_CONSIGNE:_ Pouvez-vous recopier intégralement le texte extrait ci-dessous, sans y changer un seul mot ?

_TEXTE EXTRAIT:_
_ _ _ _ _

Et les parents sont en même temps socio-économiques. Ils le
sont aussi. Mais, si, par exemple, vous me dites: Bien oui, les
socio-économiques sont parents, ça n'a pas du tout la même
portée. Quand je suis assise ici comme parent, je n'ai pas le même
chapeau que si j'étais une socio-économique. À ce
moment-là, je vais
vous apporter des arguments: les jeunes me rapportent à la maison
comment ils sont mal pris, souvent, avec des évaluations. Tout à
l'heure, on parlait de certains points dont on aurait pu parler. Vous allez
avoir un système d'évaluation qui est très
intéressant. Ce qui m'inquiète un petit peu, ça va
être le développement d'outils incroyables. J'ai jusque appris,
à Chicoutimi, dernièrement, qu'ils ont vu que, pour être en
sciences humaines, pour être travailleuse sociale, ils utilisaient les
instruments de la cote Z. Alors, vous voyez, il y a des choses qui se font
d'une façon très bizarre dans les histoires de contrôle.

_ _ _ _ _

_Entrées conservées d'une collection:_
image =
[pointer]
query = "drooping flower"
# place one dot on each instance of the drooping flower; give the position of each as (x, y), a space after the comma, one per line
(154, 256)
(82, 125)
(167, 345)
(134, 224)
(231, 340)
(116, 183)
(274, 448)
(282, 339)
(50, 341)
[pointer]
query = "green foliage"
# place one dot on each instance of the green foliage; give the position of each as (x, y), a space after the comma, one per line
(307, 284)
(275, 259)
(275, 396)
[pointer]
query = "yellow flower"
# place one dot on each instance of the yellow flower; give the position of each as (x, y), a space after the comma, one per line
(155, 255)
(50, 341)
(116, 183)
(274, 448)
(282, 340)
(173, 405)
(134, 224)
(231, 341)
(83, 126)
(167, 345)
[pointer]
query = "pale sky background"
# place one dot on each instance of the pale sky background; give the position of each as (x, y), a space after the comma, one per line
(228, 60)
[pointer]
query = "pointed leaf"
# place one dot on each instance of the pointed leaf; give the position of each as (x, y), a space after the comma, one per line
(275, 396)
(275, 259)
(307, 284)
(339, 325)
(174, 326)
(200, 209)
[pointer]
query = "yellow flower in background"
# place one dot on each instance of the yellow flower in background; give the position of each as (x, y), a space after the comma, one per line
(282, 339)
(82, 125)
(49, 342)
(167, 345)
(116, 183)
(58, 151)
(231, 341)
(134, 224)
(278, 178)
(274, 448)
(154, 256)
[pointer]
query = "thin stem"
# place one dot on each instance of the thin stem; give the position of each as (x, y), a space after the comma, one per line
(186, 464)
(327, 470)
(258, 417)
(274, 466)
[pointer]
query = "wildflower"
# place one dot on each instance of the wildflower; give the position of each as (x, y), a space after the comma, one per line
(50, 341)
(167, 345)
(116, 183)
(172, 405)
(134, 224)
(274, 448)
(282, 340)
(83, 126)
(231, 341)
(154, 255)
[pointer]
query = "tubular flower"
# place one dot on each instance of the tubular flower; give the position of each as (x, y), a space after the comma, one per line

_ _ _ _ _

_RÉPONSE ATTENDUE:_
Et les parents sont en même temps socio-économiques. Ils le
sont aussi. Mais, si, par exemple, vous me dites: Bien oui, les
socio-économiques sont parents, ça n'a pas du tout la même
portée. Quand je suis assise ici comme parent, je n'ai pas le même
chapeau que si j'étais une socio-économique. À ce
moment-là, je vais
vous apporter des arguments: les jeunes me rapportent à la maison
comment ils sont mal pris, souvent, avec des évaluations. Tout à
l'heure, on parlait de certains points dont on aurait pu parler. Vous allez
avoir un système d'évaluation qui est très
intéressant. Ce qui m'inquiète un petit peu, ça va
être le développement d'outils incroyables. J'ai jusque appris,
à Chicoutimi, dernièrement, qu'ils ont vu que, pour être en
sciences humaines, pour être travailleuse sociale, ils utilisaient les
instruments de la cote Z. Alors, vous voyez, il y a des choses qui se font
d'une façon très bizarre dans les histoires de contrôle.